* **PASSAGE TO READ**:
((
Very cool. It must have been fun to make.

Red


----------



## ssgtrob2336 (Aug 23, 2009)

*HooYah, Senior Chief!!!*

The case looks really good. Pass my regards to the Senior Chief.irate:
How did you solve the glass cutting conundrum you were having?


----------



## USMCBAZ (Sep 13, 2009)

Awesome work AL, very cool shadowbox


----------



## Al B Cuttn Wud (Oct 14, 2007)

How did you solve the glass cutting conundrum you were having?[/quote]


I found a little shop that does custom stained glass and sells related supplies. Best $30 investment I could have made. He cut it with a little saw that looked similiar to a scroll saw......


----------



## Kenbo (Sep 16, 2008)

That turned out really nice. Great job. It's a one of a kind for sure.
Ken


----------



## navybosn1 (Sep 25, 2009)

That is a sweet box! My master woodworker also makes aircraft carrier shadow boxes, but a different style. Here's a photo. I like your box too. Very nice work! These seem to be a big hit with the aviation community. 

Bill Wieber
Chief Warrant Officer 3, USN (Ret.)
Owner, The Bosn's Locker
Imperial Beach, Ca 91932
Online Store: www.shop.thebosnslocker.com


----------



## Al B Cuttn Wud (Oct 14, 2007)

Thanks, I have seen this on the internet before. Very nice work and very unique.


----------
))
* **REQUIRED ACTIONS**:
• 1. In the forum thread, what does the shop that cut the glass do and sell?
• 2. Please rewrite the part of the entries that opens with the line containing "Every instance of the wooden" and closes with the line containing "45), (161, 48)]", putting "carved eave bracket" wherever "wooden eave bracket" occurs and leaving all else unchanged.

* **MATERIAL**:
((
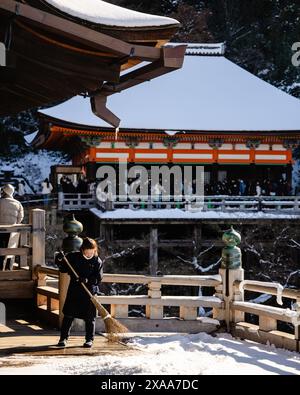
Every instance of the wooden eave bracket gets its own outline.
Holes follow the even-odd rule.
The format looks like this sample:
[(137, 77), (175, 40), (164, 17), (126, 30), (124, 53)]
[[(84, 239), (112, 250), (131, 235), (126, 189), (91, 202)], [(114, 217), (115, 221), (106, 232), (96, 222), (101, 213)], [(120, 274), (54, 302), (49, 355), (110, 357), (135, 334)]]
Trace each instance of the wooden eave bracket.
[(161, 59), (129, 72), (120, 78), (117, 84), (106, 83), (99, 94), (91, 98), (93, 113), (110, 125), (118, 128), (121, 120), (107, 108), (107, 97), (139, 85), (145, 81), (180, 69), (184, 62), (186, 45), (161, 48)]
))
((
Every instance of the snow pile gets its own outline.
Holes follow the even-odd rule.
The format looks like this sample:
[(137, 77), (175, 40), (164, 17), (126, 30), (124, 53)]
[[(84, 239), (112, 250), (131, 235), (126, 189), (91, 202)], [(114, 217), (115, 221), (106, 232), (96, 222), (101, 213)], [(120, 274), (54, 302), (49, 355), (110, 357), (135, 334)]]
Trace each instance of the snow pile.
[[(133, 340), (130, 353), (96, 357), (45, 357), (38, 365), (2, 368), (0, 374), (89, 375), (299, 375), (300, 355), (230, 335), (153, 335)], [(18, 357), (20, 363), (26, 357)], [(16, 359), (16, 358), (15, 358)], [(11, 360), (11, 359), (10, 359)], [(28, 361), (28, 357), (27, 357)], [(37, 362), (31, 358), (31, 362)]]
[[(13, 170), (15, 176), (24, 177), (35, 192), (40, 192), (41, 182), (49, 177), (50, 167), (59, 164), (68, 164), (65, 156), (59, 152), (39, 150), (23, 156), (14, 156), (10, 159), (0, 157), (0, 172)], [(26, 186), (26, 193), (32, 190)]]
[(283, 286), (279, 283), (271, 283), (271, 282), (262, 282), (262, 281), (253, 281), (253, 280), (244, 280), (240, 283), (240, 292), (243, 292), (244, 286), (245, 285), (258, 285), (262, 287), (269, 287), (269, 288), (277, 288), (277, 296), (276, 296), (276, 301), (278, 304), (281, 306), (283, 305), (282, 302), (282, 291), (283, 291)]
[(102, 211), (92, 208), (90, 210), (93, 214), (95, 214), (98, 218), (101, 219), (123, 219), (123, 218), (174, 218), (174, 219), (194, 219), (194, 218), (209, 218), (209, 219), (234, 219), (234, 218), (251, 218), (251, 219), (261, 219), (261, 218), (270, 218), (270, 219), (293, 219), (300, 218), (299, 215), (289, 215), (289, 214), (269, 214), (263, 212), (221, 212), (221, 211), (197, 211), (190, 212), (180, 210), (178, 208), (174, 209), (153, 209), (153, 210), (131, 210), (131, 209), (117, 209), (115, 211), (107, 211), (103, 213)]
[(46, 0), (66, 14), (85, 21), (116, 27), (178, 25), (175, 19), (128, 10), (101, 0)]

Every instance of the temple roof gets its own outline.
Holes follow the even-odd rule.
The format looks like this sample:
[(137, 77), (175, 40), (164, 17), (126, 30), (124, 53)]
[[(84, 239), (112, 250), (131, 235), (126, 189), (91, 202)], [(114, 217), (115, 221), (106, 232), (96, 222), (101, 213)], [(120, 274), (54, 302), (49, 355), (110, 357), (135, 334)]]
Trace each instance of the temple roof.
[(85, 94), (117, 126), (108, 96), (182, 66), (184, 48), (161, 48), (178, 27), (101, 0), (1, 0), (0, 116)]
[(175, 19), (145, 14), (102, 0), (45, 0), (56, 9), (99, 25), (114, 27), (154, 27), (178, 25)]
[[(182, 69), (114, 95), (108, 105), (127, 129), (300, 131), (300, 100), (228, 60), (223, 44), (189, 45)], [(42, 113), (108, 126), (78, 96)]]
))
* **ANSWERS PER TASK**:
• 1. It does custom stained glass and sells related supplies.

• 2.
Every instance of the carved eave bracket gets its own outline.
Holes follow the even-odd rule.
The format looks like this sample:
[(137, 77), (175, 40), (164, 17), (126, 30), (124, 53)]
[[(84, 239), (112, 250), (131, 235), (126, 189), (91, 202)], [(114, 217), (115, 221), (106, 232), (96, 222), (101, 213)], [(120, 274), (54, 302), (49, 355), (110, 357), (135, 334)]]
Trace each instance of the carved eave bracket.
[(161, 59), (129, 72), (120, 78), (117, 84), (106, 83), (99, 94), (91, 98), (93, 113), (110, 125), (118, 128), (121, 120), (107, 108), (107, 97), (139, 85), (145, 81), (180, 69), (184, 62), (186, 45), (161, 48)]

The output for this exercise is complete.